(Problem to work on): After finding the line that contains "Pretty please, detect the green tree" in the entries below, retype it and every following line precisely, the last included.

- Opening Delimiter -

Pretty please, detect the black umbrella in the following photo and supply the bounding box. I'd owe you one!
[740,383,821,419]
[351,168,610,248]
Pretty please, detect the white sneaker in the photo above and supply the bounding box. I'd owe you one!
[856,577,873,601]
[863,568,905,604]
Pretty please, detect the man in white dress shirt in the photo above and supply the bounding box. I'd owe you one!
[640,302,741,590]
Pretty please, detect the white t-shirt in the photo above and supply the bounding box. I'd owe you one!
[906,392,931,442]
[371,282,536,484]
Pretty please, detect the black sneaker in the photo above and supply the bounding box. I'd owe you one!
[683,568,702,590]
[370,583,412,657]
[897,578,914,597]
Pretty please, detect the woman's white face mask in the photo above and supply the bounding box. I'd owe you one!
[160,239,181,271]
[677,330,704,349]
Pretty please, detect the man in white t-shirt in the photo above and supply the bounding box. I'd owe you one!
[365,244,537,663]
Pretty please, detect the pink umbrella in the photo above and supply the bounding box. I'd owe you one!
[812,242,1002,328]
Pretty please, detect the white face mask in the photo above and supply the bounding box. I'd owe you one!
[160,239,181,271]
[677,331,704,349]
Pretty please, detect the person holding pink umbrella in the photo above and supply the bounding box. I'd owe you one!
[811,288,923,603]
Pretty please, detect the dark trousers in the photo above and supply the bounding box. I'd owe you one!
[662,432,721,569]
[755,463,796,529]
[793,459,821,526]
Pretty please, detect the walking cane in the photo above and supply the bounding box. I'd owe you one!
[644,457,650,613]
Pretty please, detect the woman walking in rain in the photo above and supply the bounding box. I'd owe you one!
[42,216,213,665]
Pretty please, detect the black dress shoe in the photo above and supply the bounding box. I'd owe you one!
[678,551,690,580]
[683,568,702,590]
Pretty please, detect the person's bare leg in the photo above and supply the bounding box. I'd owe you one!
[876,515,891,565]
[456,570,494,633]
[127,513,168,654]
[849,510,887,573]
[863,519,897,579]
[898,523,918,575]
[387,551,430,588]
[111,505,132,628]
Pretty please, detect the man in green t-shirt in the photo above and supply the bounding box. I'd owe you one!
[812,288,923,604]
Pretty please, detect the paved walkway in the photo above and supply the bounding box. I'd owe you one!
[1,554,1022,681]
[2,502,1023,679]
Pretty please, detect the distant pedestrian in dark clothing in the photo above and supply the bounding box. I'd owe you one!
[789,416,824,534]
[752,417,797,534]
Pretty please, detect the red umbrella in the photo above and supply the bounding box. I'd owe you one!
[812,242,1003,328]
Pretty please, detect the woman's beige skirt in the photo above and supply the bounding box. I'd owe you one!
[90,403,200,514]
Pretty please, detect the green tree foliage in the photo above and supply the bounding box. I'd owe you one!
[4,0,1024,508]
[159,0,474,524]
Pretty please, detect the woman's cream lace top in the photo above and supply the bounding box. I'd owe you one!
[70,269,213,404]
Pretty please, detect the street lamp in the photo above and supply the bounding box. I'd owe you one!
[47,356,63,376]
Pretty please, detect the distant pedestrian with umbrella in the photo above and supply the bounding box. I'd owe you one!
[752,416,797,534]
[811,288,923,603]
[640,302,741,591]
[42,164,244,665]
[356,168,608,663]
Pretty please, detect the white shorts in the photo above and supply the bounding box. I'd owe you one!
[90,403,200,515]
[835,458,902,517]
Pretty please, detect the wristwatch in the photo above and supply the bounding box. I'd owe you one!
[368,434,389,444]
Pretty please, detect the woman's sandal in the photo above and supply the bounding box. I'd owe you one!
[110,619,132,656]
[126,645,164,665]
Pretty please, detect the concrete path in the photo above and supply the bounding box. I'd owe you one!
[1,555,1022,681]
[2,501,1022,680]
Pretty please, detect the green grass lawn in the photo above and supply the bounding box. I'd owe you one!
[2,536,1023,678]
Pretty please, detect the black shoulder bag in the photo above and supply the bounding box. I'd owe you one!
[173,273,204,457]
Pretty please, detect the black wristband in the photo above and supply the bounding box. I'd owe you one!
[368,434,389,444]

- Closing Delimiter -

(Problem solution):
Pretty please, detect the green tree foliage in the photo above and supply the bounding box. I'd owe you one!
[4,0,1024,508]
[159,0,474,524]
Pretty please, detect the woman's cream lace top in the photo above and supply the bounding box. I'd owe you one!
[70,269,213,404]
Pretty please, detect the street lamp in the photo above and supply the bounding box. I'd owe you one!
[47,356,63,376]
Pretty please, detect the distant pedestrian with umbrella in the photo above and supply the bounding box. I'd owe you one!
[752,416,797,534]
[811,288,923,603]
[640,302,741,591]
[42,164,244,665]
[356,168,608,663]
Pretty please, detect the white shorts in the photo above and supply the bounding box. I'd owe you one!
[90,403,200,515]
[835,458,902,517]
Pretty please, detect the wristwatch in the photo above and supply the bounding box. I'd owe you one!
[368,434,389,444]
Pretty please, detect the woman's sandal in the photo above and supply the bounding box. I'd owe you one!
[110,619,132,656]
[126,645,164,665]
Pretty please, detect the concrete path in the photo above and supply the bounding box. I'd owe you one!
[1,555,1022,681]
[2,501,1022,680]
Pretty please, detect the green grass lawn in the photo above and supply the bounding box. I'd owe you one!
[2,536,1023,678]
Pretty please, detect the black shoulder bag in the photo above and supply the bounding box. I'd owe you one!
[173,273,204,457]
Pretty please, detect the black wristband in the photo above and supply the bounding box. I'd owe you one!
[368,434,389,444]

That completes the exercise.